§ **SUPPLIED DATA**:
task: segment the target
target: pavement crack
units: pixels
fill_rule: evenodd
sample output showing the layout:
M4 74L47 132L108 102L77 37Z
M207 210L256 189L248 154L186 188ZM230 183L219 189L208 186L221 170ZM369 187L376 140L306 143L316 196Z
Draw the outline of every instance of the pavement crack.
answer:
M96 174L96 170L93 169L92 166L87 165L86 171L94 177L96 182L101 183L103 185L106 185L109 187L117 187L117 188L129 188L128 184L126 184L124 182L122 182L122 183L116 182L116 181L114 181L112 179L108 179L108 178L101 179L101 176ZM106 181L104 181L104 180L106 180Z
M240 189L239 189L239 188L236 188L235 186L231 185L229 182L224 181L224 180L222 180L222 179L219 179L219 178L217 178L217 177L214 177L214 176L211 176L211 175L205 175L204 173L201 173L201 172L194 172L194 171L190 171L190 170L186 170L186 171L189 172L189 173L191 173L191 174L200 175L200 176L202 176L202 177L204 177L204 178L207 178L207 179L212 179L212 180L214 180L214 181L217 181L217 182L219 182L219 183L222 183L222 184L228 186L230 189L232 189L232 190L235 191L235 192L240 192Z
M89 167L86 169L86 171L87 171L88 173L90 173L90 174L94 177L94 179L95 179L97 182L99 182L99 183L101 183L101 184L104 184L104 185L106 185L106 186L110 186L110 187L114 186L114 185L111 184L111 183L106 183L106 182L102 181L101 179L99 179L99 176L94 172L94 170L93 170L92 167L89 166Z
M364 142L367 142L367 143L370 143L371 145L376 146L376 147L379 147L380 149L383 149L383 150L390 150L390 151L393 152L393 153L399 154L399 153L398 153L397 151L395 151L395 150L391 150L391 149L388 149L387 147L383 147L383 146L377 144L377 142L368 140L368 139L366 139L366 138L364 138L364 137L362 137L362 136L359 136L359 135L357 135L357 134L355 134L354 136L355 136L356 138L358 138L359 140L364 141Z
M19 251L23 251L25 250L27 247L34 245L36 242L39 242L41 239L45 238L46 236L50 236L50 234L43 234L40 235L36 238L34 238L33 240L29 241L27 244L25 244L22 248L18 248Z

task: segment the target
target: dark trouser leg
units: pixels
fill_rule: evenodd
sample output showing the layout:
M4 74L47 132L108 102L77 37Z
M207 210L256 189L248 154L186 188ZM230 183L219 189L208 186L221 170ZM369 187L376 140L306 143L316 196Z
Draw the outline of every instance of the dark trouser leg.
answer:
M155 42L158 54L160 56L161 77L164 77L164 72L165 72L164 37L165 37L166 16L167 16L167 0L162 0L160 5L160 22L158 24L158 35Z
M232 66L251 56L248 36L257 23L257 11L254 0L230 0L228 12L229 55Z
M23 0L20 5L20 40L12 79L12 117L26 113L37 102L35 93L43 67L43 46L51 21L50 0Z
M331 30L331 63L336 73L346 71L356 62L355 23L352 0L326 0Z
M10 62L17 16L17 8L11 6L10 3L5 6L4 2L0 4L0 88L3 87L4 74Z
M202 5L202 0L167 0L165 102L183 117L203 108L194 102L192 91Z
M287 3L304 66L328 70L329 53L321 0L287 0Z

§ **ABOUT THIS TASK**: Your answer should be the records themselves, returned word for word.

§ **TASK OUTPUT**:
task: segment the target
target: pavement crack
units: pixels
fill_rule: evenodd
sample output showing the layout:
M4 74L47 132L108 102L77 37Z
M207 210L256 189L248 154L186 188ZM230 183L219 189L208 186L221 170ZM369 187L376 140L306 143L316 196Z
Draw the outline of every instance of the pavement crack.
answer:
M96 174L96 170L93 169L92 166L87 165L86 171L94 177L96 182L101 183L103 185L106 185L109 187L117 187L117 188L129 188L128 184L126 184L124 182L122 182L122 183L116 182L116 181L114 181L112 179L108 179L108 178L101 179L101 176ZM106 181L104 181L104 180L106 180Z
M240 189L239 189L239 188L236 188L235 186L231 185L229 182L224 181L224 180L222 180L222 179L219 179L219 178L217 178L217 177L214 177L214 176L211 176L211 175L205 175L204 173L201 173L201 172L194 172L194 171L190 171L190 170L186 170L186 171L189 172L189 173L191 173L191 174L200 175L200 176L202 176L202 177L204 177L204 178L207 178L207 179L212 179L212 180L214 180L214 181L217 181L217 182L219 182L219 183L222 183L222 184L228 186L230 189L232 189L232 190L235 191L235 192L240 192Z
M89 167L86 169L86 171L87 171L88 173L90 173L90 174L94 177L94 179L95 179L97 182L99 182L99 183L101 183L101 184L104 184L104 185L106 185L106 186L110 186L110 187L114 186L114 185L111 184L111 183L106 183L106 182L102 181L101 179L99 179L99 176L94 172L94 170L93 170L92 167L89 166Z
M364 142L367 142L367 143L370 143L371 145L376 146L376 147L379 147L380 149L383 149L383 150L390 150L390 151L393 152L393 153L399 154L399 153L398 153L397 151L395 151L395 150L391 150L391 149L388 149L387 147L383 147L383 146L377 144L377 142L368 140L368 139L366 139L366 138L364 138L364 137L362 137L362 136L359 136L359 135L357 135L357 134L355 134L354 136L355 136L356 138L358 138L359 140L364 141Z
M19 251L23 251L25 250L27 247L34 245L36 242L39 242L41 239L45 238L46 236L50 236L50 234L43 234L40 235L36 238L34 238L33 240L29 241L27 244L25 244L22 248L18 248Z

task: segment the target
target: dark trouser leg
units: pixels
fill_rule: evenodd
sample output showing the layout:
M4 74L47 132L108 102L77 37Z
M207 210L256 189L248 154L186 188ZM230 183L219 189L208 186L221 170ZM369 187L376 140L306 143L316 196Z
Draw the outline of every instance of the dark trouser leg.
answer:
M155 42L158 54L160 56L161 77L164 77L164 72L165 72L164 37L165 37L166 16L167 16L167 0L162 0L160 5L160 22L158 24L158 35Z
M232 66L251 56L248 36L257 23L257 11L254 0L230 0L228 12L229 55Z
M23 0L20 5L20 40L12 79L12 117L26 113L37 102L35 93L43 67L43 46L51 21L50 0Z
M331 30L331 63L336 73L346 71L356 62L355 23L352 0L326 0Z
M10 62L17 16L17 8L11 6L10 3L5 6L4 2L0 4L0 88L3 87L4 74Z
M202 5L202 0L167 0L165 102L183 117L203 108L194 102L192 91Z
M287 3L304 66L328 70L329 53L321 0L287 0Z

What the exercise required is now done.